◆ Instruksi Tugas: Tuliskan kembali tanpa perubahan bagian berita tentang demo kasus e-KTP antara "JAKARTA, HR –" dan "anggota partai politik.", termasuk kedua batas itu.
──────── Kutipan Sumber ────────
JAKARTA, HR – Usut tuntas kasus e-KTP, usut…usut…..! demikian terdengar teriakan aksi demo di depan Gedung Komisi Pemberantasan Korupsi (KPK), sekitar 100 orang mengatasnamakan Serikat Perjuangan Rakyat Indonesia (SPRI) membawa karton, salah satu bertuliskan “Pecat dan usut Setya Novanto, usut Gamawan Fauzi”, Kamis (8/6/2017) siang.
Koordinator Aksi, Marlo Sitompul dalam orasinya mengatakan di era reformasi praktek korupsi, kolusi dan nepotisme (KKN) justru semakin subur di negeri ini, dengan kondisi masih banyak penduduk yang dibawah garis kemiskinan. Ironisnya pelaku korupsi dilakukan oknum pejabat di Dewan Perwakilan Rakyat (DPR), oknum pejabat kementerian dan oknum anggota partai politik.
Seperti halnya, sebut Marlo, skandal proyek pengadaan Kartu Tanda Penduduk Elektronik (e-KTP), yang merupakan salah satu buktinya. Tidak palang tanggung, uang negara yang dikorupsi mencapai Rp2,3 triliun.
──────── Data Hasil Ekstraksi ────────
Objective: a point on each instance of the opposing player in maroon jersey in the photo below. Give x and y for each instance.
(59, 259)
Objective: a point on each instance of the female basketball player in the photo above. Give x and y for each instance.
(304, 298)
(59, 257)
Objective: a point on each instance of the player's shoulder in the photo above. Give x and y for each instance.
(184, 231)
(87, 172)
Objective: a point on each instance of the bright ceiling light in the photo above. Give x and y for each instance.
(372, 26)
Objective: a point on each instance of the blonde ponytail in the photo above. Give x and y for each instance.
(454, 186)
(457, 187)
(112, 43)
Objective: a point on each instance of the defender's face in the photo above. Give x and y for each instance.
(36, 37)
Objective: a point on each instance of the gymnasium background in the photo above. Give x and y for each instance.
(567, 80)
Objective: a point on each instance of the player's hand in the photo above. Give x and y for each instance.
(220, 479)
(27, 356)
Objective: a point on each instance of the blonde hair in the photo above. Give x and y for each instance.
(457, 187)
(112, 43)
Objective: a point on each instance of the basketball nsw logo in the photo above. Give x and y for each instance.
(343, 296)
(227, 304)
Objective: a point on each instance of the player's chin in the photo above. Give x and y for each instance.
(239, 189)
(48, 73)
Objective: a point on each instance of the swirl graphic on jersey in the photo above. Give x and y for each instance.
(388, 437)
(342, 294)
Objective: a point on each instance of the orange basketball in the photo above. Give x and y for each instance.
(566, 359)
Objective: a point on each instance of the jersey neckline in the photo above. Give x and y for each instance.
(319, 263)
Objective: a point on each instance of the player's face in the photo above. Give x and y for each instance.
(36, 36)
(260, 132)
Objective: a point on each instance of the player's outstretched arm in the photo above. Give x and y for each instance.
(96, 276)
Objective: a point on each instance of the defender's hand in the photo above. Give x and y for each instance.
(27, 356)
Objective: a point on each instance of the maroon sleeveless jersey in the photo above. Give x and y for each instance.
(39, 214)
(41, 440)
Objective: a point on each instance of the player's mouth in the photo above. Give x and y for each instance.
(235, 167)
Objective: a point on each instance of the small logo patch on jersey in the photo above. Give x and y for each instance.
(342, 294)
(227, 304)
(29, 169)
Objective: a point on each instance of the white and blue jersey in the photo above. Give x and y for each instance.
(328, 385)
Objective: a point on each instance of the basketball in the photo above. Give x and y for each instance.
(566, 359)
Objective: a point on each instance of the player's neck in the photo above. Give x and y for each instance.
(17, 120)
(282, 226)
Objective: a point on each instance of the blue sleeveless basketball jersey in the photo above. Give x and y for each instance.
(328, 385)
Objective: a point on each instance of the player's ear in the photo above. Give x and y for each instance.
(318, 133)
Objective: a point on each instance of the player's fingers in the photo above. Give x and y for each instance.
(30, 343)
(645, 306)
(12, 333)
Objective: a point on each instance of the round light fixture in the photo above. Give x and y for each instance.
────────
◆ Hasil Latihan:
JAKARTA, HR – Usut tuntas kasus e-KTP, usut…usut…..! demikian terdengar teriakan aksi demo di depan Gedung Komisi Pemberantasan Korupsi (KPK), sekitar 100 orang mengatasnamakan Serikat Perjuangan Rakyat Indonesia (SPRI) membawa karton, salah satu bertuliskan “Pecat dan usut Setya Novanto, usut Gamawan Fauzi”, Kamis (8/6/2017) siang.
Koordinator Aksi, Marlo Sitompul dalam orasinya mengatakan di era reformasi praktek korupsi, kolusi dan nepotisme (KKN) justru semakin subur di negeri ini, dengan kondisi masih banyak penduduk yang dibawah garis kemiskinan. Ironisnya pelaku korupsi dilakukan oknum pejabat di Dewan Perwakilan Rakyat (DPR), oknum pejabat kementerian dan oknum anggota partai politik.